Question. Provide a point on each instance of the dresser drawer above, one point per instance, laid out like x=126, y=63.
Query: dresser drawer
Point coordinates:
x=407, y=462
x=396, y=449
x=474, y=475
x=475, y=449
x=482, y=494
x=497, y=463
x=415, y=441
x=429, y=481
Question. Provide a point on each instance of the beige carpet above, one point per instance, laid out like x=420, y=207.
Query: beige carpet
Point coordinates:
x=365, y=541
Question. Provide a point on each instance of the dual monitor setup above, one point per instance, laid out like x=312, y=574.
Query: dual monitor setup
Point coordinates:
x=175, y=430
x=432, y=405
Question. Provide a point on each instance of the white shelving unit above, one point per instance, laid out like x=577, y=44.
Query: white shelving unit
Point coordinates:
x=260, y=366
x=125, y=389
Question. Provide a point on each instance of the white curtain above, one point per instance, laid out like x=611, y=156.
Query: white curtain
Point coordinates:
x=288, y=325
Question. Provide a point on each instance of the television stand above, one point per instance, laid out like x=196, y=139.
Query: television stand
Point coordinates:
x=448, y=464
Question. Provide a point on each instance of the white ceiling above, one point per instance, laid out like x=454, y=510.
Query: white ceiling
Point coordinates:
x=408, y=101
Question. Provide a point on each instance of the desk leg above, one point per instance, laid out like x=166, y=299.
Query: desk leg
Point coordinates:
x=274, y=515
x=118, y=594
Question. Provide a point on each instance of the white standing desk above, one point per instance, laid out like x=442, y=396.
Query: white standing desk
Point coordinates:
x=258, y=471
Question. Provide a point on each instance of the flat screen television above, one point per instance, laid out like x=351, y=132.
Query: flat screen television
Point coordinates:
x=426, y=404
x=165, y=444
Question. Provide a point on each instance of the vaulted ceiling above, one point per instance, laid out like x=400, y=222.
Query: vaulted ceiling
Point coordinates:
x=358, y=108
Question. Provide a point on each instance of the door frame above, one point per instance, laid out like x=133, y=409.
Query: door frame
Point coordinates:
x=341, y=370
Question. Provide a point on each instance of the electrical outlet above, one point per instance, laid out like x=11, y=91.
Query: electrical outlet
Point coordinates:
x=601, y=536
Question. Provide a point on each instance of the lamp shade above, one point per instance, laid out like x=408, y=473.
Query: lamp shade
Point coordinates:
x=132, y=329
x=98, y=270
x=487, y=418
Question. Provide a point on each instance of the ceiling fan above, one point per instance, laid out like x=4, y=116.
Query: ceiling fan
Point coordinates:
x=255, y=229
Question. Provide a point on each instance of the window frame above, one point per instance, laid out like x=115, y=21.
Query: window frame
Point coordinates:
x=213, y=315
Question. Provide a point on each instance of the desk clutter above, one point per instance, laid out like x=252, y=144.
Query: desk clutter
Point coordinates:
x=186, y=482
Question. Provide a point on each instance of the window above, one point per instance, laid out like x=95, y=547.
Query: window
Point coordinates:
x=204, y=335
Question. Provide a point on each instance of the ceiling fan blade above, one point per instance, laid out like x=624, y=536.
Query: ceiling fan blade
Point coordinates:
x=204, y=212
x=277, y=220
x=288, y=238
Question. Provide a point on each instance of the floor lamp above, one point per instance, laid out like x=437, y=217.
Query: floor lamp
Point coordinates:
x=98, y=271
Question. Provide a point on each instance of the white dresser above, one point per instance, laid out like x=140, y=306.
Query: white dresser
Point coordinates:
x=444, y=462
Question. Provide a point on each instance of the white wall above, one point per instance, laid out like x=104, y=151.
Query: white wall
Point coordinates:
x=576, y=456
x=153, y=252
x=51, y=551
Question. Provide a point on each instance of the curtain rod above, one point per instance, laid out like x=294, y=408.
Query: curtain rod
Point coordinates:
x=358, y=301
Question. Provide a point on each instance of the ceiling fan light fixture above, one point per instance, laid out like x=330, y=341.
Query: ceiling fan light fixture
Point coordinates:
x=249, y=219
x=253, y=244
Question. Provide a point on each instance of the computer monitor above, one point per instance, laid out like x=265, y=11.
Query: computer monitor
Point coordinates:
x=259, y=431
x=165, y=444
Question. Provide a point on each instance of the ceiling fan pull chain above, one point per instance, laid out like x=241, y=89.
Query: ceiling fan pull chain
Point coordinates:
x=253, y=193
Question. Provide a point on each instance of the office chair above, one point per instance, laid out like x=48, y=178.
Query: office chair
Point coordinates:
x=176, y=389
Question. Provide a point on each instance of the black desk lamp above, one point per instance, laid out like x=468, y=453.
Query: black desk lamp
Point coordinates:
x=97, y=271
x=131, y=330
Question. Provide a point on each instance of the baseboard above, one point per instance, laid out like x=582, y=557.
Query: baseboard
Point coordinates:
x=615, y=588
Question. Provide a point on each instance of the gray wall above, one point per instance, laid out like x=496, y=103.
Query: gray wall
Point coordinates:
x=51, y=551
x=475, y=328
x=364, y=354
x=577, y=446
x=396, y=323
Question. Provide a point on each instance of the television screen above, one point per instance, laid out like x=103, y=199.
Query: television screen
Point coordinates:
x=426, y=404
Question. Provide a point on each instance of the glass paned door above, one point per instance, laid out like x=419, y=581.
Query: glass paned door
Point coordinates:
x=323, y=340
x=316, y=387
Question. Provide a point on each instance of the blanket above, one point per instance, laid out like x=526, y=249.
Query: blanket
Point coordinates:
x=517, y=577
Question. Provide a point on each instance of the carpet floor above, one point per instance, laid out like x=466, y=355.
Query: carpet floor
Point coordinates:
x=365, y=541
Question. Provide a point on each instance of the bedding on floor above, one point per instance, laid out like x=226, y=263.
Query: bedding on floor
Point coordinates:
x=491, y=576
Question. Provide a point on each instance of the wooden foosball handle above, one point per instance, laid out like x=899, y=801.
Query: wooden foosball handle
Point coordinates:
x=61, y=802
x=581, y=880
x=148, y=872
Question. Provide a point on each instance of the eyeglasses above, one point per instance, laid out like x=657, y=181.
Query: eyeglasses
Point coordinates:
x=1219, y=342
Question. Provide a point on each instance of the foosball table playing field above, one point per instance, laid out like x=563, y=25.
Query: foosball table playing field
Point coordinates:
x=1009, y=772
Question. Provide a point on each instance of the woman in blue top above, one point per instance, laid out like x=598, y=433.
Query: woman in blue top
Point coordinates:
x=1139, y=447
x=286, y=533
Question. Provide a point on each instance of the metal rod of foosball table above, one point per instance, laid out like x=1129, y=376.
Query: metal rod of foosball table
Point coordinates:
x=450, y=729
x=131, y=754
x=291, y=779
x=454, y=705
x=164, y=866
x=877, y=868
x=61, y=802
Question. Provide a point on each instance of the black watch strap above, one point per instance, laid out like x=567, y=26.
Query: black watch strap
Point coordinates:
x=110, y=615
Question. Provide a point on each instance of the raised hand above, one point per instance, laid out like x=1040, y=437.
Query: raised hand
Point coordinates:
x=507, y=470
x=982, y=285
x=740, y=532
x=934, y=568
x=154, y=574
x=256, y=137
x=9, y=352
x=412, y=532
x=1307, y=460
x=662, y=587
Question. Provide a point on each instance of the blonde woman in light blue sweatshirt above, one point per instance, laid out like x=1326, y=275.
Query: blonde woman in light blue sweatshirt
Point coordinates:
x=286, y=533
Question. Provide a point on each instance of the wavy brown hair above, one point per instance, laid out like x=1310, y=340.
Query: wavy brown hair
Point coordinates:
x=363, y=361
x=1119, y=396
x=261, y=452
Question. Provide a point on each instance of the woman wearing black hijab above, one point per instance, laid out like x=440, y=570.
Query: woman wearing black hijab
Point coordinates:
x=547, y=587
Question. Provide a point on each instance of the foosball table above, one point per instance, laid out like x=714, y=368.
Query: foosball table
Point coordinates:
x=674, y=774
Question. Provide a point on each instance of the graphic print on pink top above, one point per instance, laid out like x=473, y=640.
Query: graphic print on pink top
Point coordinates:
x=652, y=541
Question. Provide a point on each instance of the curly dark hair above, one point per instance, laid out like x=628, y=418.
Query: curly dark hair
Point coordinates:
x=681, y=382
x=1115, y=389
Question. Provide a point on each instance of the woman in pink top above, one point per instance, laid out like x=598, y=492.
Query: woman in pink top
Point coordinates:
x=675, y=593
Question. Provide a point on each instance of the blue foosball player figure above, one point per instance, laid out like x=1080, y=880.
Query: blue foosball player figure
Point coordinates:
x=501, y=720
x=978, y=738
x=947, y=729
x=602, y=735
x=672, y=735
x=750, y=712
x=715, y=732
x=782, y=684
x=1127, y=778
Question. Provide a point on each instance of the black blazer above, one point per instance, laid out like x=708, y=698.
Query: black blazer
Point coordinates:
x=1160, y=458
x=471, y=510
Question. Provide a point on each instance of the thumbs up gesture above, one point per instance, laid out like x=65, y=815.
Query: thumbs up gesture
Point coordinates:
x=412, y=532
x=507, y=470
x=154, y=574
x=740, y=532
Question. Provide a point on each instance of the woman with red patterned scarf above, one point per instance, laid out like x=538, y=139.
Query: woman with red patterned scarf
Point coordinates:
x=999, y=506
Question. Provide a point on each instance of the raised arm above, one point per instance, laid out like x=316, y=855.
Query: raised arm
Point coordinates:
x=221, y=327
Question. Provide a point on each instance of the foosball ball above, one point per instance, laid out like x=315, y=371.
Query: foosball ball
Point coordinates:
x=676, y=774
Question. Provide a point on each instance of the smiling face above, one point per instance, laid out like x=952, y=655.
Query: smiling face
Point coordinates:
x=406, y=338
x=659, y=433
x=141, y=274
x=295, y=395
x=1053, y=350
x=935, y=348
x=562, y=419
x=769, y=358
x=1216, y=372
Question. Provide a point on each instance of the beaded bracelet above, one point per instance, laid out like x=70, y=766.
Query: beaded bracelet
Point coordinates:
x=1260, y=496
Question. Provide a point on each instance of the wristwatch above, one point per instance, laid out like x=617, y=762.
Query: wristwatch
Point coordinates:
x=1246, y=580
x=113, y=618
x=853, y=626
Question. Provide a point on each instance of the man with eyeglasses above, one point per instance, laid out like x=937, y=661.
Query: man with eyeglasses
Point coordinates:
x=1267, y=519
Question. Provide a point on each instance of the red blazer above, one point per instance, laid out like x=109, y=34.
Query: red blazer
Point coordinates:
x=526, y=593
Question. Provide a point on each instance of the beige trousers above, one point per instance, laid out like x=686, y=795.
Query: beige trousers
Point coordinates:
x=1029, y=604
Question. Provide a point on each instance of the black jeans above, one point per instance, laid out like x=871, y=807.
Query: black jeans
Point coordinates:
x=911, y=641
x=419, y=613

..............................

• TASK DETAILS
Repeat verbatim the lines of the rows starting at the line that contains "like x=95, y=547." and ending at the line that contains "x=288, y=238", including both of those lines.

• WRITTEN REPLY
Question. Provide a point on each instance of the window above, one point per instance, laid out like x=95, y=547.
Query: window
Point coordinates:
x=204, y=335
Question. Provide a point on each instance of the ceiling fan blade above, one point per instance, laid out like x=624, y=536.
Query: ceiling fan blade
Point coordinates:
x=204, y=212
x=277, y=220
x=288, y=238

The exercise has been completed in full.